# Selected text
In my line of work, I hear a lot of awful stories of transgressions that people have had visited upon them. Neglectful parents. Relationships ended by acts of betrayal. Friendships rendered apart by a moment of thoughtlessness.
As a therapist, I invest a lot of time "joining" my clients, walking in their world as much as I can. Just like them, when I hear about these terrible things my first response is a defensive, protective one. How dare those people do that! (Please bear in mind, this happens on the INSIDE. I don't tend to blurt these things out. That's another post for another time.)
When this happens, I usually realize that I need to take a step back and gain some balance. And when I gain that balance, and a little more clarity, it often becomes apparent that my client could benefit from an act of forgiveness.

# Raw data
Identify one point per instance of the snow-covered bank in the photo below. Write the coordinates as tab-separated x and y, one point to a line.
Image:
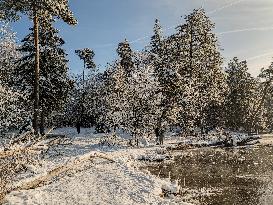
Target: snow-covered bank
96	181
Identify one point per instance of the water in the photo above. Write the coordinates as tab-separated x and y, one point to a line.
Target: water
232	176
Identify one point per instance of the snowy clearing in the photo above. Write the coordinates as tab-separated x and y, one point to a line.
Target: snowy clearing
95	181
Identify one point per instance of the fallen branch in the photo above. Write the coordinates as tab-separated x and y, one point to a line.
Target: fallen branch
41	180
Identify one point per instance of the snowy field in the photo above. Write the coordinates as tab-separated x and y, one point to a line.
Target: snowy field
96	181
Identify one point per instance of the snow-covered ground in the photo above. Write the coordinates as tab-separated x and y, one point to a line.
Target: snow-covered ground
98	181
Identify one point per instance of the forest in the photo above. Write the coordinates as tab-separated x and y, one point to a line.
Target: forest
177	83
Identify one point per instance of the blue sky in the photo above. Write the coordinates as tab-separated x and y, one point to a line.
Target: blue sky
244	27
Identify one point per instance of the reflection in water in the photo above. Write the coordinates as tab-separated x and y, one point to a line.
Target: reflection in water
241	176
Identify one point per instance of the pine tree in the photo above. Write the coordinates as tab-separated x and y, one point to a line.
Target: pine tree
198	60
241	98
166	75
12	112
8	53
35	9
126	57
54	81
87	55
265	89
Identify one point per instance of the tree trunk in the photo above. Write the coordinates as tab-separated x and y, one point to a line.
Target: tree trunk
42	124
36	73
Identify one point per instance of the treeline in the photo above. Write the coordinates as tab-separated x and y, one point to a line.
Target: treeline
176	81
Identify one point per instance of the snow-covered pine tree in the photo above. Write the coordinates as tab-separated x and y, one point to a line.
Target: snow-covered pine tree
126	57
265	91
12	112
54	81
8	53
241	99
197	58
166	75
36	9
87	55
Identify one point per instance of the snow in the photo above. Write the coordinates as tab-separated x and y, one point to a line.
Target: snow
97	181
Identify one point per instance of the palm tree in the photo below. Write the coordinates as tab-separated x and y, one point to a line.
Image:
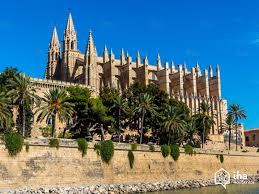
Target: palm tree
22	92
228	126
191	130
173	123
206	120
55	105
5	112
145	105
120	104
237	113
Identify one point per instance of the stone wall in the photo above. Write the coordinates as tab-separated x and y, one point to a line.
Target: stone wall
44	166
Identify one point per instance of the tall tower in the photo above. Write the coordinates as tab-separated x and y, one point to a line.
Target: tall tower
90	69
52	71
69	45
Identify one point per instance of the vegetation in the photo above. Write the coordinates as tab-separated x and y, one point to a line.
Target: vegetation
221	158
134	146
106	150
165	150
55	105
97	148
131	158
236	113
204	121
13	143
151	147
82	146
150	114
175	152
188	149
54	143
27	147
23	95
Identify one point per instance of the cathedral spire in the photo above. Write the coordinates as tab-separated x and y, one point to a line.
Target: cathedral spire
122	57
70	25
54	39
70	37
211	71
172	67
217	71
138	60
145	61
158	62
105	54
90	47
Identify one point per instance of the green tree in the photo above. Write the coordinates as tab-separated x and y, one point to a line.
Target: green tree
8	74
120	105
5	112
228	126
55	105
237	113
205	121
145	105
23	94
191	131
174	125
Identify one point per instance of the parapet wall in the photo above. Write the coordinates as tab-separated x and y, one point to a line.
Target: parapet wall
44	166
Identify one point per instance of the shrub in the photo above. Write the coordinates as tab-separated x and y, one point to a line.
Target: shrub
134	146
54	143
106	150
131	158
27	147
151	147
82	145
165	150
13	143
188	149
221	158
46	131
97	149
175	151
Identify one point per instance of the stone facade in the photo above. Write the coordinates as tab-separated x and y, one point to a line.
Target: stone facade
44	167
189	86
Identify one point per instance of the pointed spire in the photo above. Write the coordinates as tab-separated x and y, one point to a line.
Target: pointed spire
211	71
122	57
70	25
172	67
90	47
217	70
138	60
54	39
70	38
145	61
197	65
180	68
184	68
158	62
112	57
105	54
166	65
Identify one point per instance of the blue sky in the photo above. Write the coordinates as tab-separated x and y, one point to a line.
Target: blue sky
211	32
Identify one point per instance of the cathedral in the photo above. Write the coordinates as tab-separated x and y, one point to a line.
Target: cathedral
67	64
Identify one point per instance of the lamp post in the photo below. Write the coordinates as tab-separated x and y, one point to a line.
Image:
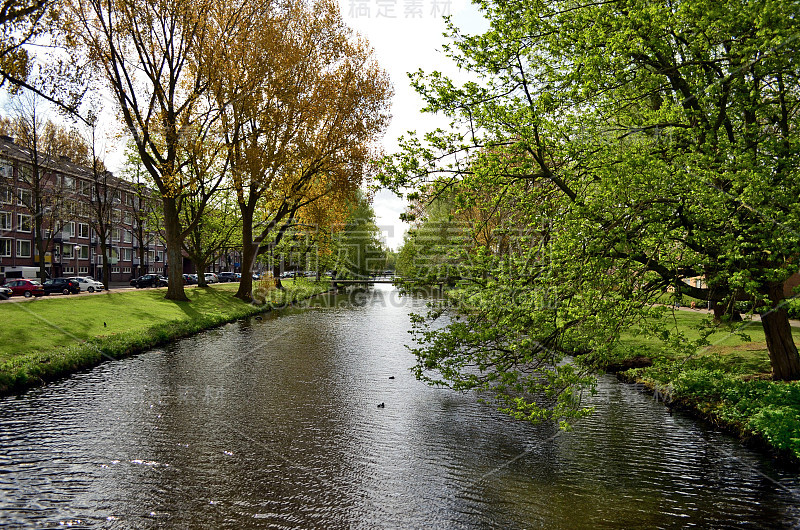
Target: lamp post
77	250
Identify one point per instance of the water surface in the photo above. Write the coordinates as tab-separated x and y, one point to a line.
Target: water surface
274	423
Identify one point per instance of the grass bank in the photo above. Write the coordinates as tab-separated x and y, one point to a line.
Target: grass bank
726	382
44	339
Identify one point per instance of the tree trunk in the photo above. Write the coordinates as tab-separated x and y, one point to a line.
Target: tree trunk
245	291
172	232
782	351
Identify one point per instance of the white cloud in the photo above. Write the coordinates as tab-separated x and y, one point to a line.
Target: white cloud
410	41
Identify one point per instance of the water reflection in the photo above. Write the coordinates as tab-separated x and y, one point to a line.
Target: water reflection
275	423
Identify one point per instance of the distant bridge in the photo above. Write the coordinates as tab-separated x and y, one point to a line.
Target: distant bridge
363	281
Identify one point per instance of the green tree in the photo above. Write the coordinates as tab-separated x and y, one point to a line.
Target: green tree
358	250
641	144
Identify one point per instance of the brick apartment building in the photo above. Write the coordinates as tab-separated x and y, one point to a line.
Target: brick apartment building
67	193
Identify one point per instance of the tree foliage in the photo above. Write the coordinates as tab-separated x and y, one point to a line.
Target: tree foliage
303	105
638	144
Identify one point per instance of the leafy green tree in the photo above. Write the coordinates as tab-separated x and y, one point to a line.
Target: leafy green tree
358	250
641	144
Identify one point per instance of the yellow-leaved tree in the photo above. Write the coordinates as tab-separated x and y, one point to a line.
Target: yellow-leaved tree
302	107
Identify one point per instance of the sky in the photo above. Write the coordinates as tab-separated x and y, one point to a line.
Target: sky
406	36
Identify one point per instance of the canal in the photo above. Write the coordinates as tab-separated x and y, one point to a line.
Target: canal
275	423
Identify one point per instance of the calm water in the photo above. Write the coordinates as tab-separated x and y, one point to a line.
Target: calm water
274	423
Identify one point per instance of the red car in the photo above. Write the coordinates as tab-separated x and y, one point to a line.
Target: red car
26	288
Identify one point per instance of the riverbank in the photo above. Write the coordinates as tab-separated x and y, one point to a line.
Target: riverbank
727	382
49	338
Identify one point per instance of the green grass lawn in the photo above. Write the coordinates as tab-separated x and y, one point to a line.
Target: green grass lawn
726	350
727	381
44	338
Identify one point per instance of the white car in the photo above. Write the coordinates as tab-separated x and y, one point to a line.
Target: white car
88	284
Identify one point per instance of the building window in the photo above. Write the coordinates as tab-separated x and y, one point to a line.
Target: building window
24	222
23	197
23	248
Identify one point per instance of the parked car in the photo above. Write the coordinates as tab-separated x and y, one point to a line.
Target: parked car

# What you will do
A - In the passage on forgiveness, what does the therapist say they do when "joining" clients?
B - Return part of the passage on forgiveness verbatim, beginning at the words "As a therapist, I" and stopping after the words "for another time.)".

# List of answers
A - The therapist walks in their clients' world as much as they can.

B -
As a therapist, I invest a lot of time "joining" my clients, walking in their world as much as I can. Just like them, when I hear about these terrible things my first response is a defensive, protective one. How dare those people do that! (Please bear in mind, this happens on the INSIDE. I don't tend to blurt these things out. That's another post for another time.)